* Start DATA TO USE *

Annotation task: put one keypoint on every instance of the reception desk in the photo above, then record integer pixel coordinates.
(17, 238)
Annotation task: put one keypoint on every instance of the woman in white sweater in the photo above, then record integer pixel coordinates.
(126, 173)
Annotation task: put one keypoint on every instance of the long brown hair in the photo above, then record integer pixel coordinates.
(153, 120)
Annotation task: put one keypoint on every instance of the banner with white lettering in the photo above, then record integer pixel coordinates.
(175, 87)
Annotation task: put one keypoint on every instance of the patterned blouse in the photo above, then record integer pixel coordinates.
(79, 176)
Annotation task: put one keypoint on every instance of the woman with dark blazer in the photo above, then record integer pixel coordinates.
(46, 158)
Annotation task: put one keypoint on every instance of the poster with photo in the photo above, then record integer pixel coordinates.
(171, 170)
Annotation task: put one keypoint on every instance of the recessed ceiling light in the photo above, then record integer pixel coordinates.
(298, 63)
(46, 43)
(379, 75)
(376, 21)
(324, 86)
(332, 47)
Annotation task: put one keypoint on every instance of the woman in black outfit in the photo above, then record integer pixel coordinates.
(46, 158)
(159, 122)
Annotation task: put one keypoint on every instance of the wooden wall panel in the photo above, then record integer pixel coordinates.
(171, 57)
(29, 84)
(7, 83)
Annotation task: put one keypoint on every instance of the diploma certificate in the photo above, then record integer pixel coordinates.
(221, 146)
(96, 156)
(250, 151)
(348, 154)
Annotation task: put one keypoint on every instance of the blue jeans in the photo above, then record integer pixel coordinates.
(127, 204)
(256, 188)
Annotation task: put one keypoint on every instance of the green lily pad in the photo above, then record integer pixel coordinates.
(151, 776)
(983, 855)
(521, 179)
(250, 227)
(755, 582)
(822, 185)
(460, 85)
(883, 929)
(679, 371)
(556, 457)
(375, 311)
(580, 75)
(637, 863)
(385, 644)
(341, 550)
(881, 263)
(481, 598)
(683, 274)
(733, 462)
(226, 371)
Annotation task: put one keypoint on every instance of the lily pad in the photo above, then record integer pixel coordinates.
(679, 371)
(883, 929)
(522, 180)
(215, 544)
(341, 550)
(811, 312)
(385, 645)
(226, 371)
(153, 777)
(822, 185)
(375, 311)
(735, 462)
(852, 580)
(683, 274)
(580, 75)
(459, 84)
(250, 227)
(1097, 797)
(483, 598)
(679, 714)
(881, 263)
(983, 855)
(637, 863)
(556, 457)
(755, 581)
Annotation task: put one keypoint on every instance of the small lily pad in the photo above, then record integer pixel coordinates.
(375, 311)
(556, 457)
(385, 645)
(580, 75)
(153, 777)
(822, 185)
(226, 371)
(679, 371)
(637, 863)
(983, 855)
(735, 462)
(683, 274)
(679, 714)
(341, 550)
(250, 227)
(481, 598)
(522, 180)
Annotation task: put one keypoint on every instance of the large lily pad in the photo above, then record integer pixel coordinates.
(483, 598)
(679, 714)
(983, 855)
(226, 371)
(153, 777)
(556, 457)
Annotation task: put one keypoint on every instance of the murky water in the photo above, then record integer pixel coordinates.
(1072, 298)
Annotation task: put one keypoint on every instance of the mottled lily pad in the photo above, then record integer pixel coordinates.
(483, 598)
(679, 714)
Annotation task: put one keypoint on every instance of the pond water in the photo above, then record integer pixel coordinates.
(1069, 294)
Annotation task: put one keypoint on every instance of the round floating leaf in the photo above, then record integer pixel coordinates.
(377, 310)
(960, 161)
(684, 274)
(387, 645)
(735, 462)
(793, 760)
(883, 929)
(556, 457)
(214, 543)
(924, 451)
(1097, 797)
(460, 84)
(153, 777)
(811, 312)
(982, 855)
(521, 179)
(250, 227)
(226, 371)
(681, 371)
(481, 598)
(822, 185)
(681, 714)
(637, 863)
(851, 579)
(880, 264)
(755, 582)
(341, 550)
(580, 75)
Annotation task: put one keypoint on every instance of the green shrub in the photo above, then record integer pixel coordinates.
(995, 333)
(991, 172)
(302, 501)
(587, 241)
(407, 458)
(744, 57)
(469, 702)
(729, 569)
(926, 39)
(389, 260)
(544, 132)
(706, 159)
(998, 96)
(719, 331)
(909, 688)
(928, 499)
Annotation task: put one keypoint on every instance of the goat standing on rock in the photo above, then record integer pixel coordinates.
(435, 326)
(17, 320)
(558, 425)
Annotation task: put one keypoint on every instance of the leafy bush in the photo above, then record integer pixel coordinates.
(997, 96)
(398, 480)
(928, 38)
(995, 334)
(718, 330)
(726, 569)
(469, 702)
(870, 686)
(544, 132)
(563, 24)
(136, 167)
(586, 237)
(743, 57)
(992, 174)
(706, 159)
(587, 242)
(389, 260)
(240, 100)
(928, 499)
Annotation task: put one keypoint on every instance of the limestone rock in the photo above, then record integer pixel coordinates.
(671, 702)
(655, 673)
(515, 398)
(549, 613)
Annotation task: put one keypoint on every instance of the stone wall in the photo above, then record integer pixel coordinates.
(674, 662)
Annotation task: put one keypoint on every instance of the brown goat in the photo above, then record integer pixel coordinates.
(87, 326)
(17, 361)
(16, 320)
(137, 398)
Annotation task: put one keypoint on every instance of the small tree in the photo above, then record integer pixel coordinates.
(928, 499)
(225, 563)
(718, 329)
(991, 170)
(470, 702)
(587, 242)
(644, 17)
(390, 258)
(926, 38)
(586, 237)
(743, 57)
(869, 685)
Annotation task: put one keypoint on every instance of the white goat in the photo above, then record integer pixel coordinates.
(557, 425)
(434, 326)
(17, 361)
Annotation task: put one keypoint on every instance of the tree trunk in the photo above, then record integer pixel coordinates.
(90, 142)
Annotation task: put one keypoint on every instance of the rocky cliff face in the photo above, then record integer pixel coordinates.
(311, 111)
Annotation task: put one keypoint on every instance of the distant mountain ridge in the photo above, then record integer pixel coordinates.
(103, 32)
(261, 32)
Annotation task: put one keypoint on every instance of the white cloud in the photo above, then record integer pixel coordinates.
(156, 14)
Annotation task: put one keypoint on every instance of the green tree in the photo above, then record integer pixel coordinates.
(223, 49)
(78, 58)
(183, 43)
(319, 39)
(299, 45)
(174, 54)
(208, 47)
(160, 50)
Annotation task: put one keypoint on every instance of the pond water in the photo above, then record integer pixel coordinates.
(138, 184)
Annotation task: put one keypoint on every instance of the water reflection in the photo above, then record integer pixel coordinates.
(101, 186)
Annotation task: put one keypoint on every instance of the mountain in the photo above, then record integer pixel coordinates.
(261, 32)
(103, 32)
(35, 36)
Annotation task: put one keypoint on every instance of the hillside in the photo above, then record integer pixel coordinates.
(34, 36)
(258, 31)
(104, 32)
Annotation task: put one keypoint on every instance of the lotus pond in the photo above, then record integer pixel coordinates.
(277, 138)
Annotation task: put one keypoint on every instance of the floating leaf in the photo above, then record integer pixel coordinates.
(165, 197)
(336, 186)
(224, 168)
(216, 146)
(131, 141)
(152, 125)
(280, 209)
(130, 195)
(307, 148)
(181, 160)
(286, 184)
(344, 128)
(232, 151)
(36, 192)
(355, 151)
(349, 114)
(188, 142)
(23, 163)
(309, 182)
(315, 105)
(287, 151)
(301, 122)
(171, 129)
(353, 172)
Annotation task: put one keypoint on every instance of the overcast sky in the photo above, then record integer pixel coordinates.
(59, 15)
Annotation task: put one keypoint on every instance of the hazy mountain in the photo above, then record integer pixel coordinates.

* End DATA TO USE *

- **WHAT IS REQUIRED**
Quote only the lines from the line containing "Annotation task: put one keypoint on every instance of the water" through the end of the entries, keeping the first and the last.

- **PROBLEM SOLUTION**
Annotation task: put one keypoint on every instance of the water reflection in the photo above, then record integer pixel coordinates.
(101, 186)
Annotation task: put one keypoint on every instance of the mountain in the photo above, then record integer pixel coordinates.
(261, 32)
(103, 32)
(35, 36)
Annotation task: put one keypoint on every instance of the hillside in the photo above, then record integer pixel coordinates.
(34, 36)
(258, 31)
(104, 32)
Annotation task: put one keypoint on every instance of the lotus pond in the photo above, then record integer pixel coordinates.
(277, 138)
Annotation task: put one keypoint on every instance of the floating leaf in the photo above, then record integer pixel coordinates.
(165, 197)
(336, 186)
(224, 168)
(216, 146)
(131, 141)
(152, 125)
(280, 209)
(130, 195)
(307, 148)
(181, 160)
(286, 184)
(344, 128)
(232, 151)
(36, 192)
(355, 151)
(349, 114)
(188, 142)
(23, 163)
(309, 182)
(315, 105)
(287, 151)
(301, 122)
(171, 129)
(353, 172)
Annotation task: put one keypoint on every instance of the overcast sky in the photo above, then record integer pixel coordinates.
(59, 15)
Annotation task: put one keypoint on every instance of the hazy mountain in the photo above, then record integer pixel coordinates.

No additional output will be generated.